-- Instructions for the task --
Extract verbatim the lines below, starting at the first line and ending at the line that contains "[0, 234, 450, 281]", with both included. Omit the pictures from your answer.

-- begin Data shown --

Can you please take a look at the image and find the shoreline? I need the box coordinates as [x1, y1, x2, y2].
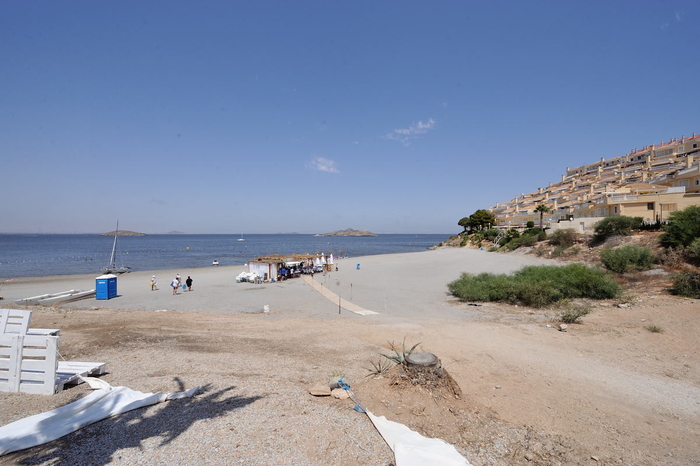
[0, 248, 551, 320]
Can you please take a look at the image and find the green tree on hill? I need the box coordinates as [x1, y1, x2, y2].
[535, 204, 551, 230]
[457, 209, 496, 232]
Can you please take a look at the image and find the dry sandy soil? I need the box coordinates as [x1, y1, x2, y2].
[0, 249, 700, 465]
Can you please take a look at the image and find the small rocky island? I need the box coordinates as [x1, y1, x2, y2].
[100, 230, 146, 236]
[318, 228, 379, 236]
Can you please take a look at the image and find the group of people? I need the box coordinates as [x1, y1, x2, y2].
[170, 274, 194, 294]
[151, 274, 194, 295]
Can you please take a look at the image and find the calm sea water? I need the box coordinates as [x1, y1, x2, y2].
[0, 234, 450, 279]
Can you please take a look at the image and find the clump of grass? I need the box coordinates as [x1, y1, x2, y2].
[600, 244, 654, 273]
[559, 306, 591, 324]
[672, 272, 700, 298]
[365, 358, 394, 377]
[382, 338, 420, 364]
[447, 264, 620, 307]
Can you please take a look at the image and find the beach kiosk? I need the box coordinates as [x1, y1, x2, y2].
[95, 273, 117, 299]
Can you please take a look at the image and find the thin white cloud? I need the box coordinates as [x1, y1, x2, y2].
[384, 118, 436, 146]
[311, 157, 340, 173]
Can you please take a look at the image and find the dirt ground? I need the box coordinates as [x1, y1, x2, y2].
[0, 246, 700, 465]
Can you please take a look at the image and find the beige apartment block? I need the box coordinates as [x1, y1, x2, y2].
[490, 133, 700, 231]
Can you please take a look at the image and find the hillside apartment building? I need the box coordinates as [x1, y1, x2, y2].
[489, 133, 700, 232]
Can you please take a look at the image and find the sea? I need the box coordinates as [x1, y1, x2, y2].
[0, 234, 450, 281]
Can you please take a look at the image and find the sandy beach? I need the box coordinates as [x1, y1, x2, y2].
[0, 249, 700, 465]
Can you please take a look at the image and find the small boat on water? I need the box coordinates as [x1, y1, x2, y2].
[102, 220, 131, 273]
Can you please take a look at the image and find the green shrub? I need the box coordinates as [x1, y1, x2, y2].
[593, 215, 643, 242]
[549, 228, 578, 248]
[600, 244, 654, 273]
[447, 264, 619, 307]
[506, 238, 523, 251]
[685, 238, 700, 262]
[672, 272, 700, 298]
[659, 206, 700, 248]
[520, 235, 537, 247]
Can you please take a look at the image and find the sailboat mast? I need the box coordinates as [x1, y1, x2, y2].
[109, 220, 119, 268]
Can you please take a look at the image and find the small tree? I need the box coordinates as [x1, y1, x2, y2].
[659, 206, 700, 248]
[469, 209, 496, 230]
[535, 204, 551, 230]
[457, 217, 469, 233]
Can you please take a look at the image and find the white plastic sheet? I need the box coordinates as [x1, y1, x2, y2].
[0, 377, 199, 455]
[367, 411, 471, 466]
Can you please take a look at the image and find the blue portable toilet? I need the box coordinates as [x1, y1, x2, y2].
[95, 273, 117, 299]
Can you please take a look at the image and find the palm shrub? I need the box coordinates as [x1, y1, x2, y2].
[549, 228, 578, 248]
[659, 206, 700, 248]
[593, 215, 643, 242]
[685, 238, 700, 262]
[600, 244, 654, 273]
[672, 272, 700, 298]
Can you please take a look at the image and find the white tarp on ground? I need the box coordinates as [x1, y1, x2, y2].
[367, 411, 471, 466]
[0, 377, 199, 455]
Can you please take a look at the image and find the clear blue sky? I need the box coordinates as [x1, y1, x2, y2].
[0, 0, 700, 233]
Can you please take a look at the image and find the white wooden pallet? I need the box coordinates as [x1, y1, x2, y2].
[0, 333, 105, 395]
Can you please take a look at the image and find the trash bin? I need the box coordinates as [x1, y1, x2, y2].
[95, 274, 117, 299]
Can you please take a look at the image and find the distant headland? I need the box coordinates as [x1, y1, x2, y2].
[100, 230, 146, 236]
[316, 228, 379, 236]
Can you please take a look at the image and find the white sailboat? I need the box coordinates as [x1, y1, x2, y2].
[102, 220, 129, 273]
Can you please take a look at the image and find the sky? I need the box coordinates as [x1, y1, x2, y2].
[0, 0, 700, 234]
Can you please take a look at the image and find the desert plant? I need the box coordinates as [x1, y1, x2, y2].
[549, 228, 578, 248]
[506, 238, 522, 251]
[685, 238, 700, 262]
[365, 358, 394, 377]
[552, 244, 567, 257]
[600, 244, 654, 273]
[447, 264, 619, 307]
[559, 306, 591, 324]
[382, 338, 420, 364]
[593, 215, 642, 242]
[671, 272, 700, 298]
[654, 248, 685, 268]
[659, 206, 700, 248]
[520, 235, 537, 247]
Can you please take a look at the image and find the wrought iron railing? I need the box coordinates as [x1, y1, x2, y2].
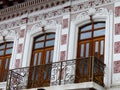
[7, 57, 105, 90]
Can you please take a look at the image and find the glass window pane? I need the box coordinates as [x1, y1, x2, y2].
[0, 44, 5, 49]
[34, 53, 37, 66]
[35, 35, 45, 41]
[38, 52, 42, 65]
[5, 58, 9, 69]
[100, 40, 104, 55]
[80, 44, 84, 57]
[95, 42, 98, 52]
[86, 43, 89, 57]
[94, 23, 105, 29]
[0, 59, 2, 67]
[46, 34, 55, 39]
[45, 40, 54, 47]
[94, 29, 105, 37]
[0, 50, 4, 56]
[5, 48, 12, 54]
[80, 32, 92, 39]
[45, 51, 50, 64]
[50, 50, 53, 63]
[81, 25, 92, 32]
[7, 43, 13, 48]
[35, 42, 44, 49]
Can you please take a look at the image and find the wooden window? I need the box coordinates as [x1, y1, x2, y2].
[28, 33, 55, 87]
[0, 42, 13, 82]
[77, 22, 105, 58]
[75, 22, 105, 82]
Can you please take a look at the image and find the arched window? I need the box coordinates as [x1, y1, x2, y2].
[31, 33, 55, 66]
[28, 33, 55, 87]
[77, 22, 105, 58]
[0, 42, 13, 82]
[75, 22, 105, 85]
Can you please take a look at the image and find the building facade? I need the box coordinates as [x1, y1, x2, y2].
[0, 0, 120, 90]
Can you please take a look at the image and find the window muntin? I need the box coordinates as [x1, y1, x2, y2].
[0, 42, 13, 82]
[79, 22, 105, 40]
[29, 33, 55, 87]
[77, 22, 105, 58]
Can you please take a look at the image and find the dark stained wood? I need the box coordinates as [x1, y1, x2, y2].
[0, 0, 26, 9]
[28, 33, 55, 88]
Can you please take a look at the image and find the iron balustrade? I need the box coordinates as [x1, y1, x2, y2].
[7, 57, 105, 90]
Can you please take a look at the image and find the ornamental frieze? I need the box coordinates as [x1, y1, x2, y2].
[0, 0, 114, 30]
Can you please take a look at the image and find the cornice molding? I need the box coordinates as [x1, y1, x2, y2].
[0, 0, 114, 30]
[0, 0, 114, 21]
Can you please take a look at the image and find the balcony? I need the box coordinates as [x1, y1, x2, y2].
[7, 57, 105, 90]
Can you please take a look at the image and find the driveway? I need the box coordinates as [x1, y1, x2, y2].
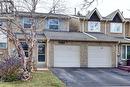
[52, 68, 130, 87]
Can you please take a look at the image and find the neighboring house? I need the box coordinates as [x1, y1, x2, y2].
[0, 9, 130, 69]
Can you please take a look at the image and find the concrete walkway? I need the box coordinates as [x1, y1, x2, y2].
[52, 68, 130, 87]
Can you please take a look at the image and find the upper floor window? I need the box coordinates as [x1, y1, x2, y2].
[121, 45, 130, 60]
[110, 23, 122, 33]
[23, 17, 32, 28]
[0, 42, 7, 49]
[88, 21, 100, 32]
[48, 19, 59, 30]
[21, 42, 28, 57]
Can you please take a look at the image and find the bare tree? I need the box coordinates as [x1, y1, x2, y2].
[0, 0, 66, 80]
[81, 0, 98, 9]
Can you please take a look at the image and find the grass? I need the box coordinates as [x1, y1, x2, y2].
[0, 71, 65, 87]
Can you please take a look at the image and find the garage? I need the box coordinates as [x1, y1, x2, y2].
[54, 45, 80, 67]
[88, 46, 112, 67]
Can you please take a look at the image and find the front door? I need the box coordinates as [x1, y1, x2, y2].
[37, 43, 45, 69]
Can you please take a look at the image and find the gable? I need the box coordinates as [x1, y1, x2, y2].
[112, 13, 122, 23]
[89, 11, 100, 21]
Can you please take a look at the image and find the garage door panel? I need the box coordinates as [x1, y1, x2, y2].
[88, 46, 111, 67]
[54, 45, 80, 67]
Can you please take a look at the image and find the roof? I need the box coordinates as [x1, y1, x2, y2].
[44, 31, 94, 41]
[44, 31, 130, 43]
[15, 11, 70, 18]
[75, 8, 130, 22]
[86, 8, 102, 20]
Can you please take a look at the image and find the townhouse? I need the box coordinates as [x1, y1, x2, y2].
[0, 8, 130, 69]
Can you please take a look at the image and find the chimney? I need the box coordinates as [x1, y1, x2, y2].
[74, 8, 77, 15]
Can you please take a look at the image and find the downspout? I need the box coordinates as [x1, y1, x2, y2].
[82, 19, 97, 40]
[123, 21, 130, 40]
[116, 41, 121, 67]
[105, 20, 108, 34]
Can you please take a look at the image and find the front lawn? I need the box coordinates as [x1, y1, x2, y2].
[0, 71, 65, 87]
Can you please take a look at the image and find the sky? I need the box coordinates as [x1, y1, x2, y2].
[67, 0, 130, 18]
[30, 0, 130, 18]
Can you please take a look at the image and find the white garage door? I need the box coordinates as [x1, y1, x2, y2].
[54, 45, 80, 67]
[88, 46, 112, 67]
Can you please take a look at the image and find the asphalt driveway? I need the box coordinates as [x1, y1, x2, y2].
[52, 68, 130, 87]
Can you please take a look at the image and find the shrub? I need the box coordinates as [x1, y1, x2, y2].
[0, 57, 22, 82]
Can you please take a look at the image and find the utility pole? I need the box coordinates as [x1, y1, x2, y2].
[0, 0, 14, 14]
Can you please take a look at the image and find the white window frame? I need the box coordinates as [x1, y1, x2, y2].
[0, 42, 7, 49]
[110, 23, 123, 33]
[88, 21, 101, 32]
[48, 19, 59, 30]
[22, 17, 32, 29]
[121, 44, 130, 60]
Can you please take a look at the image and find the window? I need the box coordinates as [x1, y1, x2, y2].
[0, 43, 7, 49]
[122, 45, 130, 59]
[38, 43, 45, 62]
[88, 21, 100, 32]
[23, 17, 32, 28]
[21, 42, 28, 57]
[110, 23, 122, 33]
[0, 21, 3, 27]
[48, 19, 59, 30]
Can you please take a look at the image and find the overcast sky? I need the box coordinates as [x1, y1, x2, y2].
[35, 0, 130, 18]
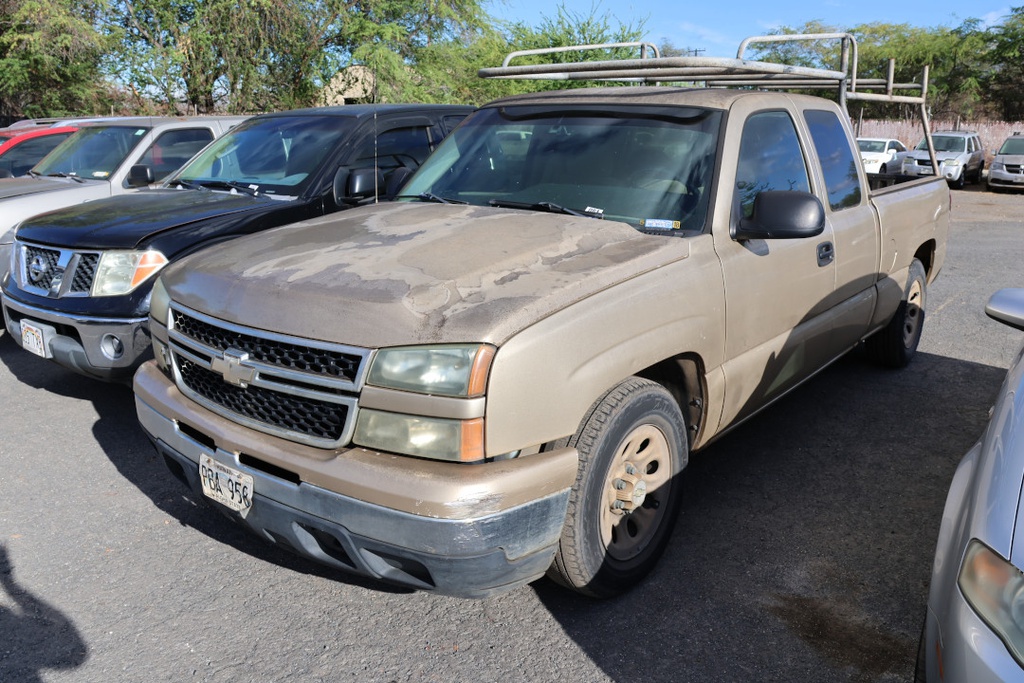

-- end Data shown --

-- The answer --
Can you please take a look at the image and find the shoreline? I need the box coordinates as [x1, y1, x2, y2].
[0, 248, 551, 320]
Can you please take a look at the image and find the green tree on hill? I need the box coordinates as [x1, y1, x2, y2].
[535, 204, 551, 230]
[457, 209, 496, 232]
Can you please take a look at the image and find the dry sandy soil? I need the box coordinates as [x1, y1, x2, y2].
[0, 249, 700, 465]
Can you please take a look at the image and find the small rocky island? I need the box coordinates as [x1, y1, x2, y2].
[100, 230, 146, 236]
[318, 228, 379, 236]
Can you please take a look at the image and find the group of people? I need the box coordinates as [x1, y1, x2, y2].
[170, 274, 194, 294]
[151, 274, 194, 295]
Can you please take a look at the image and find the calm sea water? I need the box coordinates as [x1, y1, x2, y2].
[0, 234, 450, 279]
Can you please take a look at the image and find the clump of grass? I need the box coordinates as [x1, y1, x2, y2].
[600, 244, 654, 273]
[559, 306, 591, 324]
[672, 272, 700, 298]
[365, 358, 394, 377]
[382, 338, 420, 364]
[447, 264, 620, 307]
Can you please take a look at the image and find the beach kiosk? I need the box coordinates as [x1, y1, x2, y2].
[95, 273, 117, 299]
Can you please take a look at the image and find the thin white cloud? I need the box coordinates as [x1, y1, x2, y2].
[384, 118, 436, 146]
[311, 157, 340, 173]
Can you please take a look at the image and find the dirt ground? I need the box coordinates as [x1, y1, x2, y2].
[0, 246, 700, 465]
Can you please take a look at the image and find the beige apartment block? I need the box coordinates as [x1, y1, x2, y2].
[490, 133, 700, 231]
Can you please take a look at the image and find the hillside apartment building? I need the box coordinates as [x1, y1, x2, y2].
[489, 133, 700, 232]
Can you please take a look at the image and find the sea? I need the box coordinates as [x1, y1, x2, y2].
[0, 234, 450, 281]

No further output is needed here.